# EXERCISE TASK A
Answer each question from the article on immigration marches, one per line, marked (i), (ii) and (iii).
(i) What flags does the article mention?
(ii) Instead of marching, what do business representatives do?
(iii) Across what is the border described as drawn?
# EXERCISE TASK B
Extend the article on immigration marches past its final sentence.

# ARTICLE
Activists who are organizing mass marches and demonstrations in cities across America may well be congratulating themselves on the huge numbers of people they can get to turn out to protest efforts in Congress to reduce illegal immigration.
No doubt that will impress many in the media and intimidate many politicians. But how these marches will be seen by millions of other Americans is another question entirely.
The Mexican flags and the strident assertions of a right to violate American laws are a danger signal to this society, as they would be to any society.
The releasing of children from schools to take part in these marches and the support of the marchers' goals by some religious leaders demonstrate that this contempt for the laws of the land has spread well beyond immigrant communities.
For some, this is just another extension of their general anti-establishment attitudes and activities. They are ready to protest virtually anything at any time.
At the other end of the political spectrum are staid and sober representatives of business interests who simply want a continuing supply of cheap labor. They don't march, they lobby politicians.
Both liberals and free-market libertarians often see this as an abstract issue about poor people being hindered from moving to jobs by an arbitrary border drawn across the southwest desert.

# PROVIDED DATA
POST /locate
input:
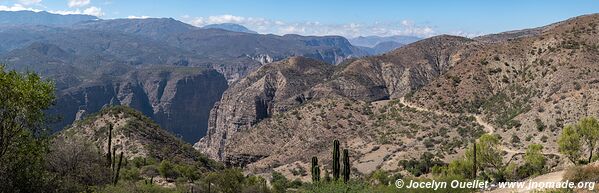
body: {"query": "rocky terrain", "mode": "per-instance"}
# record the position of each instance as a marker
(135, 135)
(533, 82)
(276, 87)
(230, 27)
(177, 98)
(154, 65)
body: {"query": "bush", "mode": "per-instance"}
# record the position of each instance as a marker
(422, 166)
(588, 173)
(167, 170)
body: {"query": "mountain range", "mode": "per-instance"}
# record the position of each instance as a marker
(230, 27)
(434, 95)
(158, 65)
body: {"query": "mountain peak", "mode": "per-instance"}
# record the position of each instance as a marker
(230, 27)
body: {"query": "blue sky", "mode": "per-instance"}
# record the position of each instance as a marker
(335, 17)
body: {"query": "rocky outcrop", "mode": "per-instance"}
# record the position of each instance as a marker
(135, 135)
(179, 99)
(280, 86)
(273, 88)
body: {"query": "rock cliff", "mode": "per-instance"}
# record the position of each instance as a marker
(179, 99)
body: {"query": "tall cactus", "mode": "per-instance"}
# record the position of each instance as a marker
(116, 177)
(315, 170)
(336, 164)
(108, 155)
(346, 166)
(474, 160)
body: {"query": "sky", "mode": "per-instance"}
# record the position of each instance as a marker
(350, 18)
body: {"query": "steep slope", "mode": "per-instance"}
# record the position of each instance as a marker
(259, 95)
(135, 135)
(232, 53)
(533, 84)
(378, 135)
(272, 88)
(524, 88)
(371, 41)
(177, 98)
(230, 27)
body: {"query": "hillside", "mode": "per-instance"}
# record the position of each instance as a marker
(179, 99)
(523, 87)
(230, 27)
(112, 62)
(135, 135)
(532, 84)
(270, 90)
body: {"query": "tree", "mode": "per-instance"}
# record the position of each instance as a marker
(488, 154)
(279, 182)
(589, 130)
(167, 170)
(534, 158)
(570, 143)
(23, 141)
(78, 164)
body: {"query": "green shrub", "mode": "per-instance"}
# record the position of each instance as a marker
(588, 173)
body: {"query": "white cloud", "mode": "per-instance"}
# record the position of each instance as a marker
(95, 11)
(30, 2)
(17, 7)
(138, 17)
(78, 3)
(261, 25)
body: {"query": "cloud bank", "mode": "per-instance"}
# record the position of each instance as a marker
(262, 25)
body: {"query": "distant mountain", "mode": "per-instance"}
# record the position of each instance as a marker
(524, 86)
(171, 71)
(371, 41)
(136, 136)
(230, 27)
(232, 53)
(382, 47)
(40, 18)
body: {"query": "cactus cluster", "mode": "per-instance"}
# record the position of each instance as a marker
(346, 166)
(336, 164)
(315, 170)
(111, 157)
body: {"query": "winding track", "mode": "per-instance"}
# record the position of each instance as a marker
(486, 125)
(549, 177)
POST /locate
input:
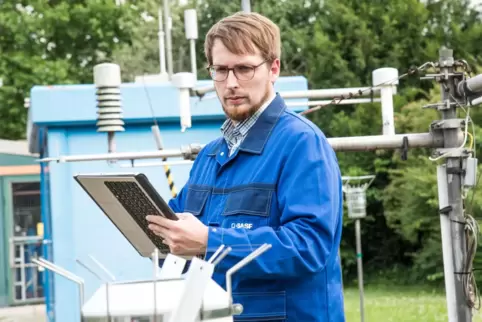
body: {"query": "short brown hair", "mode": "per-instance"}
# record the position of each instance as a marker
(242, 31)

# RESPONSE A
(i) Mexican flags
(ii) They lobby politicians.
(iii) The southwest desert

# RESPONSE B
Intellectuals' ability to think of people in the abstract is a dangerous talent in a world where people differ in all the ways that make them people. The cultures and surrounding circumstances of those people are crucial for understanding what they are likely to do and what the consequences are likely to be.
Some free-market advocates argue that the same principle which justifies free international trade in commodities should justify the free movement of people as well. But this ignores the fact that people have consequences that go far beyond the consequences of commodities.
Commodities are used up and vanish. People generate more people, who become a permanent and expanding part of the country's population and electorate.
It is an irreversible process -- and a potentially dangerous process, as Europeans have discovered with their "guest worker" programs that have brought in many Muslims who are fundamentally hostile to the culture and the people that welcomed them.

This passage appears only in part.